In one embodiment, use of a licensed signal processing software module (the licensed software) is managed by a customized browser interface. The user can download the customized browser interface from a server (e.g., a “partner server”). The partner server is typically owned by a licensed entity that has obtained distribution rights to the licensed software. The user downloads and installs the customized browser interface on his or her personal computer. When playing a local audio source (e.g., an audio file stored on the PC), the browser interface enables the licensed software so that the user can use the licensed software to provide playback enhancements to the audio file. When playing a remote file from an authorized server (i.e., from the partner server), the customized browser interface also enables the licensed software. However, when playing a remote file from an unauthorized server (i.e., from a non-partner server), the customized browser interface disables the licensed software. Thus, the customized browser interface benefits the user by allowing enhanced audio playback. The customized browser interface benefits the licensed entity by provided enhanced audio playback of audio streams from the servers managed or owned by the licensed entity. In one embodiment, the customized browser interface includes trademarks or other logos of the licensed entity, and, optionally, the licensor. The authorized servers are servers that are qualified (e.g., licensed, partnered, etc.) to provide the enhanced audio service enabled by the customized browser interface.

One embodiment includes a signal processing technique that significantly improves the image size, bass performance and dynamics of an audio system, surrounding the listener with an engaging and powerful representation of the audio performance. The sound correction system corrects for the apparent placement of the loudspeakers, the image created by the loudspeakers, and the low frequency response produced by the loudspeakers. In one embodiment, the sound correction system enhances spatial and frequency response characteristics of sound reproduced by two or more loudspeakers. The audio correction system includes an image correction module that corrects the listener-perceived vertical image of the sound reproduced by the loudspeakers, a bass enhancement module that improves the listener-perceived bass response of the loudspeakers, and an image enhancement module that enhances the listener-perceived horizontal image of the apparent sound stage.

In one embodiment, three processing techniques are used. Spatial cues responsible for positioning sound outside the boundaries of the speaker are equalized using Head Related Transfer Functions (HRTFs). These HRTF correction curves account for how the brain perceives the location of sounds to the sides of a listener even when played back through speakers in front of the listener. As a result, the presentation of instruments and vocalists occur in their proper place, with the addition of indirect and reflected sounds all about the room. A second set of HRTF correction curves expands and elevates the apparent size of the stereo image, such that the sound stage takes on a scale of immense proportion compared to the speaker locations. Finally, bass performance is enhanced through a psychoacoustic technique that restores the perception of low frequency fundamental tones by dynamically augmenting harmonics that the speaker can more easily reproduce.

The corrected audio signal is enhanced to provide an expanded stereo image. In accordance with one embodiment, stereo image enhancement of a relocated audio image takes into account acoustic principles of human hearing to envelop the listener in a realistic sound stage. In loudspeakers that do not reproduce certain low-frequency sounds, the invention creates the illusion that the missing low-frequency sounds do exist. Thus, a listener perceives low frequencies, which are below the frequencies the loudspeaker can actually accurately reproduce. This illusionary effect is accomplished by exploiting, in a unique manner, how the human auditory system processes sound.
········
> [SET EXERCISE 1]
In the audio processing passage, replace "listener" with "hearer" and write out the part starting at "The corrected audio" and ending at "system processes sound.".

> [RAW DATA]
········
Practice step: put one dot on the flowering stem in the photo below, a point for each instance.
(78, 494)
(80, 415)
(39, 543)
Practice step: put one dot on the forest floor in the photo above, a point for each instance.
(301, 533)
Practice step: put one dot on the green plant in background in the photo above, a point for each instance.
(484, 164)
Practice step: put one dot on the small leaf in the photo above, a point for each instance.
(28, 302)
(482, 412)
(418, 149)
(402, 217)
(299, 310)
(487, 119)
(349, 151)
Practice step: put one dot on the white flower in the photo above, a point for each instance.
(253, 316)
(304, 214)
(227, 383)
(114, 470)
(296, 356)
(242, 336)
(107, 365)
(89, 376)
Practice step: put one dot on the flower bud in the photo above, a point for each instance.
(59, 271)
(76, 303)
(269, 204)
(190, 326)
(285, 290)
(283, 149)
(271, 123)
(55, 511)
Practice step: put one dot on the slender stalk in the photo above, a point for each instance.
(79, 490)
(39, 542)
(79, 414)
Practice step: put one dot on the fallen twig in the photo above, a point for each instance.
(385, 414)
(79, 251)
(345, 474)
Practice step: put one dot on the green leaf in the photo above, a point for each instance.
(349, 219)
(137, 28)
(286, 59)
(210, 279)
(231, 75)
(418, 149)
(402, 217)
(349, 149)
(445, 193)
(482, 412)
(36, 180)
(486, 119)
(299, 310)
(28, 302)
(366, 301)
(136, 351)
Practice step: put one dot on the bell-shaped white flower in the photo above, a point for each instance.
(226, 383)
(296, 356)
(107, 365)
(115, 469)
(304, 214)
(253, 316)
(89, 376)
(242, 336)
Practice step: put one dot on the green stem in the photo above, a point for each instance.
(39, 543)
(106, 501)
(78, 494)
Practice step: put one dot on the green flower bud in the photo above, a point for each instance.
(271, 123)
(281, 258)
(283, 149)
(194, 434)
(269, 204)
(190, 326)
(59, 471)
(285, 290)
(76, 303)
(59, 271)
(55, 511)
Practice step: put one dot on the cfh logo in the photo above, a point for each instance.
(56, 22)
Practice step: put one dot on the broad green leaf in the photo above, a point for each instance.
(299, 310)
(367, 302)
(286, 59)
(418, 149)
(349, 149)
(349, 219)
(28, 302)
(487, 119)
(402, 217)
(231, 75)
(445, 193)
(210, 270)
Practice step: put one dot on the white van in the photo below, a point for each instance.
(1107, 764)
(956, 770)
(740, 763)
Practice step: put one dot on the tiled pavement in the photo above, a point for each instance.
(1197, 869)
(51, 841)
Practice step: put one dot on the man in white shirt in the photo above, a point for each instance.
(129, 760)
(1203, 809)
········
> [SET EXERCISE 2]
Write out the listing again, starting at the line that contains "Practice step: put one dot on the flower bud" and ending with the last line of the listing, requests included. Multiply every point coordinate by 1.05 and round to whole numbers, with halves rounded up.

> [ANSWER 1]
The corrected audio signal is enhanced to provide an expanded stereo image. In accordance with one embodiment, stereo image enhancement of a relocated audio image takes into account acoustic principles of human hearing to envelop the hearer in a realistic sound stage. In loudspeakers that do not reproduce certain low-frequency sounds, the invention creates the illusion that the missing low-frequency sounds do exist. Thus, a hearer perceives low frequencies, which are below the frequencies the loudspeaker can actually accurately reproduce. This illusionary effect is accomplished by exploiting, in a unique manner, how the human auditory system processes sound.

> [ANSWER 2]
Practice step: put one dot on the flower bud in the photo above, a point for each instance.
(62, 285)
(80, 318)
(282, 214)
(200, 342)
(299, 305)
(297, 156)
(285, 129)
(58, 537)
Practice step: put one dot on the slender stalk in the photo above, a point for each instance.
(83, 515)
(41, 569)
(83, 435)
Practice step: put one dot on the fallen twig in the photo above, a point for each instance.
(404, 435)
(83, 264)
(362, 498)
Practice step: put one dot on the green leaf in the photo above, a point for each instance.
(366, 230)
(144, 29)
(300, 62)
(221, 293)
(243, 79)
(439, 156)
(422, 228)
(366, 156)
(467, 203)
(506, 433)
(38, 189)
(510, 125)
(314, 326)
(29, 317)
(384, 316)
(143, 369)
Practice step: put one dot on the bell-shaped white flower in the photo above, a point for each instance.
(237, 402)
(311, 374)
(112, 383)
(121, 492)
(319, 225)
(266, 332)
(93, 395)
(254, 353)
Practice step: put one dot on the green stem in the photo above, a point for each instance.
(41, 570)
(111, 526)
(82, 519)
Practice step: put one dot on the green flower bud in the photo above, a point for each instance.
(285, 129)
(295, 271)
(297, 156)
(204, 456)
(282, 214)
(200, 342)
(62, 495)
(299, 305)
(80, 318)
(62, 285)
(58, 537)
Practice step: put one dot on the cfh logo in the photo above, a point for each instance.
(59, 23)
Practice step: put one dot on the broad green leaf in the photo above, a point for each instance.
(314, 326)
(385, 317)
(300, 62)
(439, 156)
(366, 156)
(366, 230)
(29, 317)
(511, 125)
(422, 228)
(243, 79)
(467, 203)
(221, 284)
Practice step: put one dot on the white van in the photo below, a point for each instance.
(1162, 802)
(1004, 809)
(777, 801)
Practice step: put one dot on the tiled pavement in the photo above, a point for each instance.
(1257, 912)
(54, 883)
Practice step: put one dot on the man in white shirt in the photo above, a point for each instance.
(135, 798)
(1263, 849)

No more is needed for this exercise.